Problema curto 1:
Pode repetir, sem nenhuma alteração, as linhas que vêm depois do texto sobre a Divina Comédia, no trecho que vai da linha que contém "On this screen, I'm looking for the fence." até a última dessas linhas, com as duas pontas incluídas? Deixe as imagens de fora da resposta.

Trecho do texto:
☆ ☆ ☆
Ps.: eu não terminei de estudar a divina comédia, ainda estou no inferno. Então vamos só pegar o inferno e uma visão geral.


1º: Pense na coisa mais importante que você conhece. Eu que não vou dar spoiler, tem que ser a sua própria, o seu achado. Lembre que o primeiro mandamento cristão é "amar a Deus sobre todas as coisas". Então você precisa em primeiro lugar meditar que coisa é essa, que "x" é esse que estaria acima de todas as coisas.

Bom, achou?

2º: Agora eu quero que você comece a pensar e pesquisar no seu dia a dia tudo aquilo que impede uma pessoa de chegar nesse "x". Quais são as circunstâncias, problemas, desculpas que as pessoas encontram? Como essas coisas impedem de chegar a esse "x"? Realmente imagine, colete, organize.

3º: Agora você vai pensar hierarquicamente. Qual impede mais e qual impede menos? E pense também no motivo. Tem que ficar claro pra você isso.
☆ ☆ ☆
Problema curto 2:
Você pode reproduzir, sem mudar nada, o trecho do texto sobre a Divina Comédia que vai de "1º: Pense na" até "todas as coisas."?
☆ ☆ ☆
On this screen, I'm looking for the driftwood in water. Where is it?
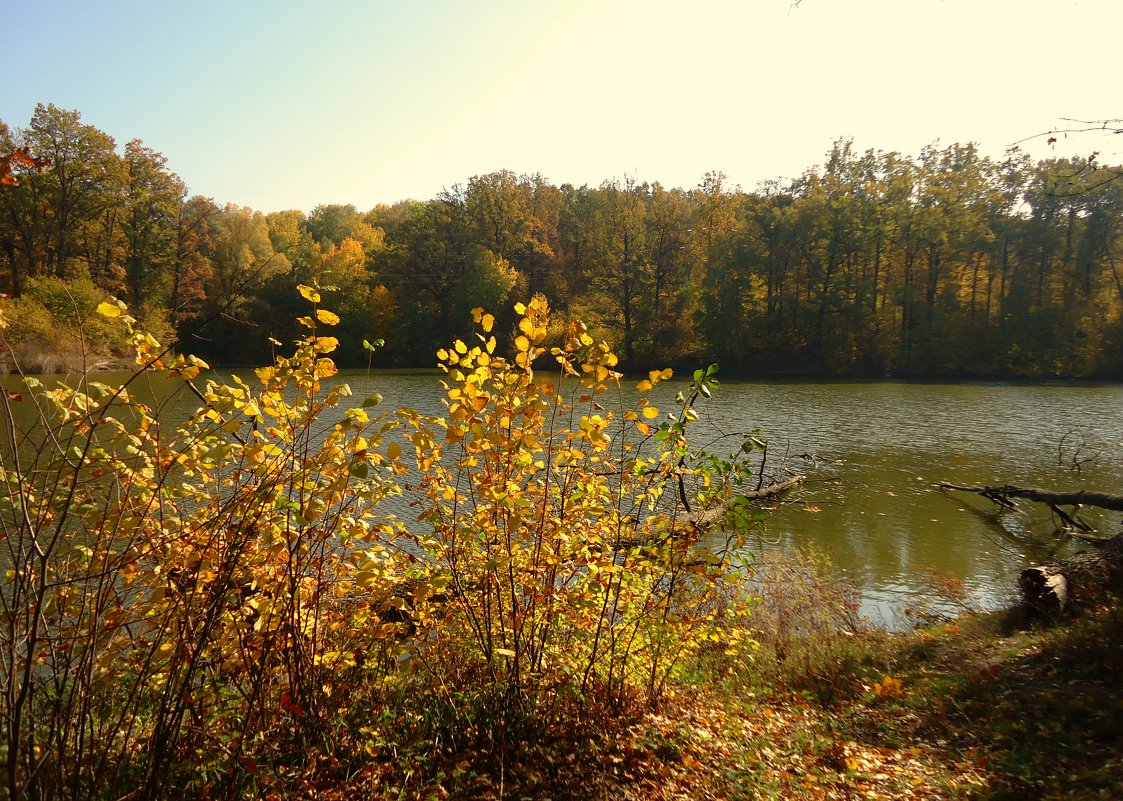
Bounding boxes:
[1017,533,1123,613]
[939,482,1123,613]
[938,481,1123,531]
[690,475,807,530]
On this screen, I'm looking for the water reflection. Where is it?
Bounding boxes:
[2,371,1123,623]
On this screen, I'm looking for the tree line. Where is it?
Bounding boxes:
[0,104,1123,377]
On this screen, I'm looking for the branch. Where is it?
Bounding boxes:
[937,481,1123,517]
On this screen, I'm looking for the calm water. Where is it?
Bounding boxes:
[3,371,1123,626]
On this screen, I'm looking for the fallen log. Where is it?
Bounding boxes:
[937,481,1123,531]
[688,475,807,531]
[1017,533,1123,615]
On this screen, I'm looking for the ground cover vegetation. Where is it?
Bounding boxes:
[0,107,1123,801]
[0,284,756,800]
[0,106,1123,377]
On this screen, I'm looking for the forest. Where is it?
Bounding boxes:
[0,104,1123,379]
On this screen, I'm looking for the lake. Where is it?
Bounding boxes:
[2,371,1123,627]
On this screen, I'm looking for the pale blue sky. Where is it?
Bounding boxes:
[0,0,1123,211]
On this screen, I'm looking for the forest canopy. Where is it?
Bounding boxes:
[0,104,1123,377]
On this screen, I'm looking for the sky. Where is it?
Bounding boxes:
[0,0,1123,211]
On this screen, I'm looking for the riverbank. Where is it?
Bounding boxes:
[302,609,1123,801]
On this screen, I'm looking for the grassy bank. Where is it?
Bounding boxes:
[302,609,1123,800]
[0,285,1121,801]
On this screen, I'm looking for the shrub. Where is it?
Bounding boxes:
[0,285,759,799]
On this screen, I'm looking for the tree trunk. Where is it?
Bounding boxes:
[1017,533,1123,615]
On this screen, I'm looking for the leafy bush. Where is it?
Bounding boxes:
[0,285,759,799]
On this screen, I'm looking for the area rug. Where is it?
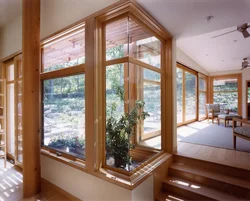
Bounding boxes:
[177,121,250,153]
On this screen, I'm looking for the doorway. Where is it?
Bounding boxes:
[246,80,250,120]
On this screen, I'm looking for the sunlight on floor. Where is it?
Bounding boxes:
[177,121,210,138]
[144,136,161,149]
[0,159,23,201]
[170,180,201,189]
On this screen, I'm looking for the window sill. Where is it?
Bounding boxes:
[41,149,172,190]
[94,153,172,190]
[41,149,86,172]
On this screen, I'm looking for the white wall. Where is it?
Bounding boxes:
[209,68,250,118]
[41,0,118,38]
[0,16,22,59]
[176,47,208,75]
[242,68,250,118]
[0,0,156,201]
[0,0,118,59]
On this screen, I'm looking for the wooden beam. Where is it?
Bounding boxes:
[22,0,41,198]
[85,18,96,173]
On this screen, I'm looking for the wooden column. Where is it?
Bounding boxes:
[85,17,94,173]
[22,0,41,198]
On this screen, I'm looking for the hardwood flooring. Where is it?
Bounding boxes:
[0,159,72,201]
[174,142,250,170]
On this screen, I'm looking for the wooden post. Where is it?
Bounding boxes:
[85,17,96,173]
[22,0,41,198]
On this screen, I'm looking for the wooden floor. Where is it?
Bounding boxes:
[175,142,250,170]
[0,159,69,201]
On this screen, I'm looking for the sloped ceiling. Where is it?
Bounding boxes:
[137,0,250,72]
[0,0,22,29]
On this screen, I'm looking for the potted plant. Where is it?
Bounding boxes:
[66,134,85,155]
[48,135,66,149]
[106,101,149,168]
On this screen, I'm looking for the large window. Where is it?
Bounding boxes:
[212,75,241,113]
[199,74,207,120]
[41,26,85,159]
[105,17,162,171]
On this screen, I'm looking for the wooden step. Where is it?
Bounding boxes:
[174,155,250,181]
[163,177,245,201]
[156,192,189,201]
[169,163,250,199]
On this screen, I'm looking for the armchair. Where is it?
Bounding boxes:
[233,118,250,149]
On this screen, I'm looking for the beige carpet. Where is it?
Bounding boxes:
[177,121,250,153]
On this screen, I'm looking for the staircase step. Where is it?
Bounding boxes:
[156,192,189,201]
[174,155,250,181]
[163,176,244,201]
[169,163,250,199]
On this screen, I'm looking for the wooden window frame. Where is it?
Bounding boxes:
[176,62,199,127]
[209,73,242,115]
[40,23,86,163]
[197,73,208,121]
[2,1,175,190]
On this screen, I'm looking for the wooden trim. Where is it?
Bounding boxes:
[245,80,250,120]
[40,22,85,48]
[40,64,85,80]
[105,56,129,66]
[176,62,198,75]
[1,50,22,62]
[41,178,81,201]
[209,73,242,115]
[41,148,86,172]
[129,57,162,73]
[22,0,41,198]
[85,18,96,173]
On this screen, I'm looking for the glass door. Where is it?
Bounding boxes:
[14,55,23,166]
[176,64,198,126]
[199,75,207,120]
[176,68,184,124]
[185,71,197,121]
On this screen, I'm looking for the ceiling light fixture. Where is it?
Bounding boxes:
[204,15,214,23]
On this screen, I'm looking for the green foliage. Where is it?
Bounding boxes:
[48,134,85,148]
[106,101,149,168]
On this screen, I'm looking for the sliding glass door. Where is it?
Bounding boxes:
[184,71,197,122]
[199,75,207,120]
[176,64,198,125]
[176,68,184,124]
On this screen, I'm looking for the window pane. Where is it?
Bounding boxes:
[106,63,161,171]
[129,19,161,68]
[142,67,161,149]
[43,74,85,158]
[176,68,183,124]
[199,77,207,91]
[199,92,207,118]
[214,92,238,113]
[43,28,85,72]
[7,84,15,156]
[16,81,23,163]
[213,79,238,91]
[106,64,125,118]
[185,72,196,121]
[106,18,128,60]
[7,64,14,81]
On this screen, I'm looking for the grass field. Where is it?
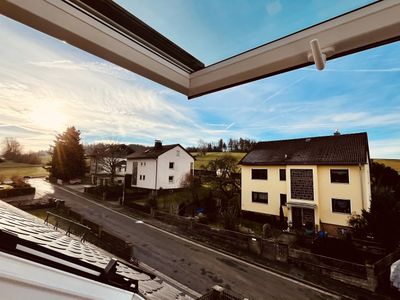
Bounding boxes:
[190,152,246,170]
[372,158,400,172]
[0,161,49,178]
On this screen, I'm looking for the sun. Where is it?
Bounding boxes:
[30,103,66,131]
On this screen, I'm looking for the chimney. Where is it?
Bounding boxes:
[154,140,162,150]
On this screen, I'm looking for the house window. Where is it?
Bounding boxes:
[290,169,314,201]
[132,162,138,185]
[251,192,268,204]
[280,194,287,206]
[331,169,349,183]
[251,169,268,180]
[332,199,351,214]
[279,169,286,181]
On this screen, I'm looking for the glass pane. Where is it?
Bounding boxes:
[116,0,375,65]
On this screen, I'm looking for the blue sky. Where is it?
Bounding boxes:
[0,2,400,158]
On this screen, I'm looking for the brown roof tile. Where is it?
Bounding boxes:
[0,200,191,299]
[239,132,369,165]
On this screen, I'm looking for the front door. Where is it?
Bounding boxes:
[292,207,315,229]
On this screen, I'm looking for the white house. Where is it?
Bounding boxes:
[240,133,371,235]
[126,140,194,190]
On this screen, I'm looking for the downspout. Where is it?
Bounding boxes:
[154,157,158,194]
[358,164,368,209]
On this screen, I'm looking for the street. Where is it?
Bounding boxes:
[30,179,338,300]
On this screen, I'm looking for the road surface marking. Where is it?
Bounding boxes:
[56,185,341,299]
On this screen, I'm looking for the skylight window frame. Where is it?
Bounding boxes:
[0,0,400,99]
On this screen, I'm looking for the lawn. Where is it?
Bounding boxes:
[372,158,400,173]
[191,152,246,170]
[0,161,49,178]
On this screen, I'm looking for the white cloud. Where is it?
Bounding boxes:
[265,0,282,16]
[369,138,400,158]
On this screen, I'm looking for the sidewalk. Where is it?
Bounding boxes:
[58,185,395,300]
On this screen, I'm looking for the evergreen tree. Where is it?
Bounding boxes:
[50,127,85,180]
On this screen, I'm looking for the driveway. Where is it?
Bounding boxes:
[31,179,338,300]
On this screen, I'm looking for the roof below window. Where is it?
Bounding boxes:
[0,0,400,98]
[240,132,369,165]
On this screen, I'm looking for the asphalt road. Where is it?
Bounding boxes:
[31,179,337,300]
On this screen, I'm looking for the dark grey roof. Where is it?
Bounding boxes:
[239,132,369,165]
[126,144,194,159]
[0,200,191,300]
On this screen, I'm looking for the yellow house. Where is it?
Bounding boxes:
[239,132,371,235]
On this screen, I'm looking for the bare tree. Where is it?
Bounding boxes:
[3,137,22,160]
[91,143,131,184]
[198,139,208,155]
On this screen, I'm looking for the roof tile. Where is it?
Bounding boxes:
[239,132,369,165]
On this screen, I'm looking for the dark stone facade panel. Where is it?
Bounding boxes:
[290,169,314,200]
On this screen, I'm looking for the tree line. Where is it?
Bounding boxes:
[187,138,257,153]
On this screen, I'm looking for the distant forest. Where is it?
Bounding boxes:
[187,138,257,153]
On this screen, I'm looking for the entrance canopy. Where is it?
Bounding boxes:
[0,0,400,98]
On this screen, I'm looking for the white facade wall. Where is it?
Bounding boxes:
[134,159,157,189]
[157,146,194,189]
[126,146,194,190]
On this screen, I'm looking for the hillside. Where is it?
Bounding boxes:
[190,152,246,170]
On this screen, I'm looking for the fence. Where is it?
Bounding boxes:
[132,207,400,292]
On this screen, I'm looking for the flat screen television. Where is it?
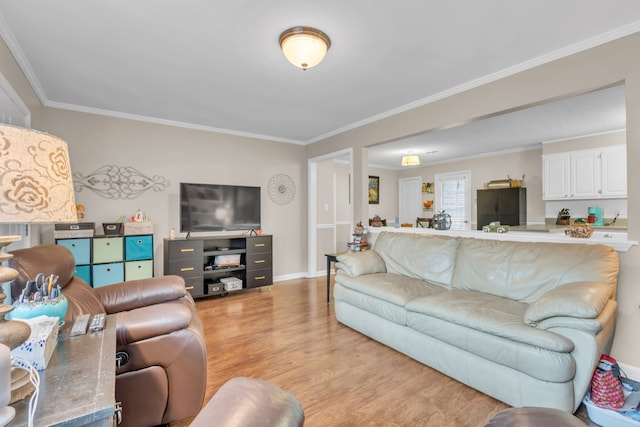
☆ ☆ ☆
Resposta da tarefa 1:
On this screen, I'm looking for the fence. Where is it?
Bounding boxes:
[132,207,400,292]
On this screen, I'm looking for the flat screen television. Where is it?

Resposta da tarefa 2:
1º: Pense na coisa mais importante que você conhece. Eu que não vou dar spoiler, tem que ser a sua própria, o seu achado. Lembre que o primeiro mandamento cristão é "amar a Deus sobre todas as coisas". Então você precisa em primeiro lugar meditar que coisa é essa, que "x" é esse que estaria acima de todas as coisas.